*** RECORDS SUPPLIED ***

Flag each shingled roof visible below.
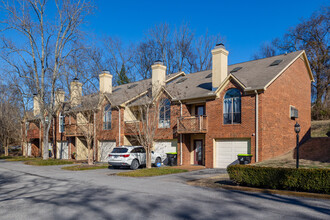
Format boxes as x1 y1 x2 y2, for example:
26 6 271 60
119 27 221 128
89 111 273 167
65 50 310 111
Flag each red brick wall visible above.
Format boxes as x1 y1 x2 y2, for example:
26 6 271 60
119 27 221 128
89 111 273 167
260 58 311 161
205 80 256 168
298 137 330 162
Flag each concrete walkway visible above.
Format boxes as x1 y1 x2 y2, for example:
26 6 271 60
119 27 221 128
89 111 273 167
0 161 329 220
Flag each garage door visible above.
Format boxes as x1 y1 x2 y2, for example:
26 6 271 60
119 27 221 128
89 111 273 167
154 139 177 160
215 139 250 168
99 141 116 162
57 141 68 159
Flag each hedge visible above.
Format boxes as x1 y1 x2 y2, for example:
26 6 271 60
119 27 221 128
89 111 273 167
227 165 330 194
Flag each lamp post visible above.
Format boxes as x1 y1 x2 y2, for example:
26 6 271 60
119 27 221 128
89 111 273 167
294 122 301 169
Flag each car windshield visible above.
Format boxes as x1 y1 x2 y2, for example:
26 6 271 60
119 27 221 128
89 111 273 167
111 148 128 153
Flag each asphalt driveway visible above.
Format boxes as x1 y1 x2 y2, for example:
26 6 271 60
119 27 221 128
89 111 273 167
0 161 329 219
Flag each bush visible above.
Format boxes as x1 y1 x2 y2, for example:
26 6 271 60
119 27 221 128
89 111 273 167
227 165 330 194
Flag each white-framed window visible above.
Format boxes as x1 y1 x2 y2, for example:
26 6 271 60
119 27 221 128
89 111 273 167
59 113 65 133
159 99 171 128
103 104 112 130
223 89 241 124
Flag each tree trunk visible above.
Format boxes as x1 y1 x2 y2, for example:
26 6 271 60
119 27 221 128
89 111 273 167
146 145 152 169
42 122 51 160
4 139 9 156
87 140 93 165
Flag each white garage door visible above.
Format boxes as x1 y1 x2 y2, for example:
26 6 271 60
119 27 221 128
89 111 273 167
215 139 250 168
57 141 68 159
154 139 177 160
99 141 116 162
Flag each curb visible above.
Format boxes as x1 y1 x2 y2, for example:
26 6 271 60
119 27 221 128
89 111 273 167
187 178 330 200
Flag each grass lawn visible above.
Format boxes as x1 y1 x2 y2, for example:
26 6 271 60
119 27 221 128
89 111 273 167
253 152 330 169
62 164 109 171
311 120 330 137
117 167 188 177
5 156 40 161
24 159 75 166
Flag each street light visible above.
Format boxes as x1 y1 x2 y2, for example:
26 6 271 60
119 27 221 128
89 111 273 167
294 122 301 169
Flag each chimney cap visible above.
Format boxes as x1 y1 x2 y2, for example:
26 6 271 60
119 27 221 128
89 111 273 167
215 43 225 49
56 88 64 92
154 60 163 65
33 93 38 96
73 77 79 81
101 70 111 74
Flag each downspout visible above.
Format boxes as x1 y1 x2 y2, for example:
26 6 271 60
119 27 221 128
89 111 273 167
93 111 96 162
179 100 183 166
117 106 121 146
254 90 259 162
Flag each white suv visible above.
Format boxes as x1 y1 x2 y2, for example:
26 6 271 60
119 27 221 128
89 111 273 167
108 146 162 170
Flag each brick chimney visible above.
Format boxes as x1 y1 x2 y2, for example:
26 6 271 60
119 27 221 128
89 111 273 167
211 43 229 90
99 70 113 94
70 78 82 107
151 60 166 96
33 94 40 116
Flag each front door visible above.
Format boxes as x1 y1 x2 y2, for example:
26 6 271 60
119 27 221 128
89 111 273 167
194 140 203 165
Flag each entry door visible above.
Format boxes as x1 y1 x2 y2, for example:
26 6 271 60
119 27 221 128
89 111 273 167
196 106 205 116
194 140 203 165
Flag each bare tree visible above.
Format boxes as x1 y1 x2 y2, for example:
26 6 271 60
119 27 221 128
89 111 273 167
103 37 135 85
0 0 94 159
188 31 222 72
125 88 170 168
133 24 222 77
276 7 329 119
0 84 21 156
253 6 329 119
253 41 279 60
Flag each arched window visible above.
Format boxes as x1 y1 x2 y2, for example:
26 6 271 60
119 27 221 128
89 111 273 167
223 89 241 124
59 113 65 133
103 104 112 130
159 99 171 128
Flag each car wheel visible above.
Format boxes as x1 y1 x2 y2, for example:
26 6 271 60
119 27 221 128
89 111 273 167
130 159 139 170
154 157 161 166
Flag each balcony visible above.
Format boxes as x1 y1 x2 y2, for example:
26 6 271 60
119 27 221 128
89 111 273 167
124 121 142 135
177 116 208 134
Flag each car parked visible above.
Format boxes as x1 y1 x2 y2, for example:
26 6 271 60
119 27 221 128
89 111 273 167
108 146 163 170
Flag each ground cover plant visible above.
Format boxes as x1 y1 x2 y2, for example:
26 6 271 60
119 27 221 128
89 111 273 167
117 167 188 177
62 164 109 171
24 159 75 166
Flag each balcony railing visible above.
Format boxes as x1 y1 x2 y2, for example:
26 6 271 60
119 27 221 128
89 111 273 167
177 115 208 134
124 121 142 135
65 124 93 136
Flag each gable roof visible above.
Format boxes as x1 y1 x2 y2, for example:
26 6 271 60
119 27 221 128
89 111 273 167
64 50 313 110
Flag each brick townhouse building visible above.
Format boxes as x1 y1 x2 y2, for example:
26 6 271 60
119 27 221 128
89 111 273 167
22 44 314 168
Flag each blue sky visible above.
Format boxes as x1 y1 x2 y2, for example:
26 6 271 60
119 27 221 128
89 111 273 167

*** End of RECORDS SUPPLIED ***

WORK INSTRUCTIONS:
Find the lines above that include the string "brick" and copy them.

TASK SOLUTION:
Flag each red brick wall visible above.
Flag each brick chimney visible above.
Flag each brick townhouse building visible above.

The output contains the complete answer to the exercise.